[Data entries]
━━━━━━━━━━━━━━━━
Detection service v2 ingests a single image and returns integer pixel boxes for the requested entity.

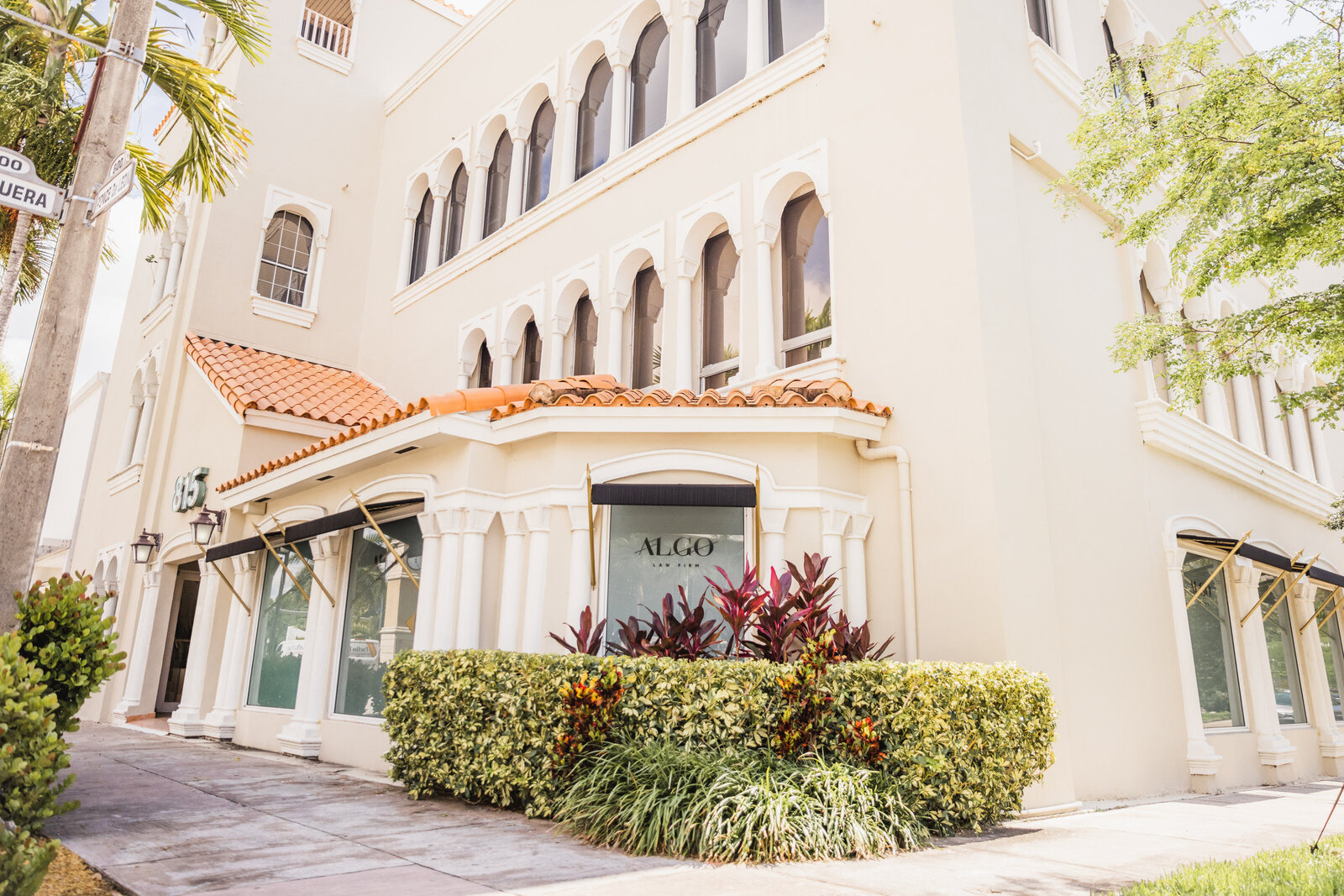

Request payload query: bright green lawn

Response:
[1125,834,1344,896]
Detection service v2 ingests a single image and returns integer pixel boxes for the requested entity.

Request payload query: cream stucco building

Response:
[63,0,1344,809]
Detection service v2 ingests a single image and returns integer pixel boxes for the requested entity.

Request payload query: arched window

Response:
[630,267,663,388]
[522,99,555,211]
[769,0,827,62]
[412,190,434,284]
[484,130,513,237]
[574,56,612,180]
[782,192,831,367]
[468,340,495,388]
[695,0,748,105]
[574,293,596,376]
[439,165,468,262]
[520,321,542,383]
[630,16,670,146]
[701,233,742,390]
[257,211,313,305]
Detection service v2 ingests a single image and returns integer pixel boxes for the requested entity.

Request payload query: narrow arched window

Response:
[630,16,670,146]
[257,211,313,305]
[630,267,663,388]
[701,233,742,390]
[782,192,832,367]
[412,190,434,284]
[574,293,596,376]
[522,321,542,383]
[695,0,748,105]
[484,130,513,237]
[769,0,822,62]
[439,165,469,262]
[522,99,555,211]
[574,56,612,180]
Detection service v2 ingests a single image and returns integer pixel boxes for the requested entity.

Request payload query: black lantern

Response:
[130,529,163,565]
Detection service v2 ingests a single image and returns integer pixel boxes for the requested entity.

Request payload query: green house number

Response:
[172,466,210,513]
━━━━━━━━━━━━━━━━
[Aim of the exercise] Drop the pictures and reproduce the rest of the entries above exactly.

[Result for this task]
Detection service v2 ingests a single image and returns integer pixel boxes for the requested entity.


Request payload query: bright green lawn

Response:
[1125,834,1344,896]
Detection service v2 ingests a single image and returns integer pixel boxes for the requested entity.

Request payload query: cream stucco building

Response:
[63,0,1344,809]
Detection service v2 ingests a single image and returns integer pixel boxes for the requested entity.

Request payload query: arched window

Response:
[630,267,663,388]
[522,99,555,211]
[769,0,827,62]
[412,190,434,284]
[484,130,513,237]
[574,56,612,180]
[782,192,831,367]
[468,340,495,388]
[695,0,748,105]
[574,293,596,376]
[439,165,468,262]
[520,321,542,383]
[630,16,670,146]
[701,233,742,390]
[257,211,313,305]
Detection service v2 ingests a single image and returns integer pixel boxes for the requested entity.

Request payload query: narrow arched window

Response:
[630,16,670,146]
[257,211,313,305]
[630,267,663,388]
[701,233,742,390]
[782,192,832,367]
[412,190,434,284]
[574,293,596,376]
[522,321,542,383]
[695,0,748,105]
[484,130,513,237]
[769,0,822,62]
[439,165,469,262]
[522,99,555,211]
[574,56,612,180]
Detection service v2 ingests a single image and returns integer pixel boxes for the requested entity.

Request payload query: black lantern

Response:
[130,529,163,565]
Detection service v2 ingests a single image and returns integer pixel boxes for the requested entity.

Request payload query: green house number

Response:
[172,466,210,513]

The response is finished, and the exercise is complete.